= PROBLEM TO SOLVE =
A verbatim restatement of the data, free of pictures, is what you should output.

= Natural language region descriptions =
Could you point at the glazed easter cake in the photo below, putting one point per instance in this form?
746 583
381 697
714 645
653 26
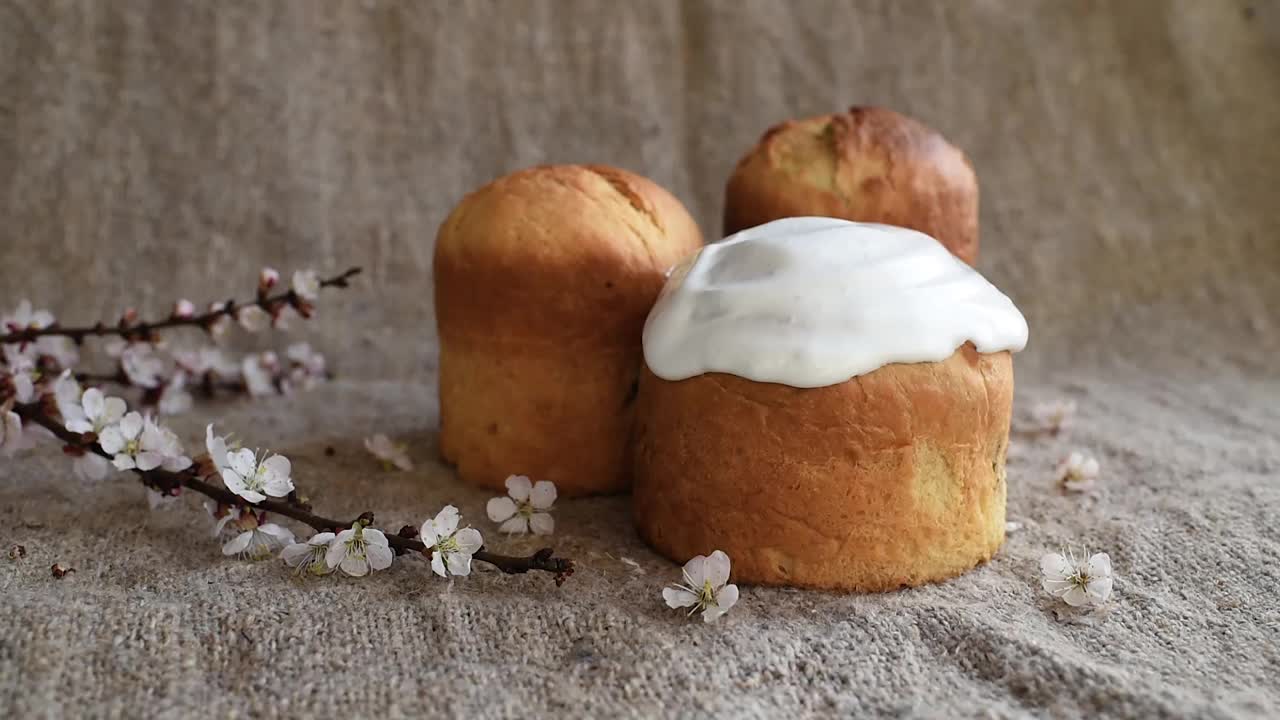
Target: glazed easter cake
828 402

= RESULT FOR THIS EXERCISE =
Could you point at the glazed easter cake in the photo below, putting one point per instance in this form?
746 583
381 697
714 645
653 26
Target: glazed easter cake
828 402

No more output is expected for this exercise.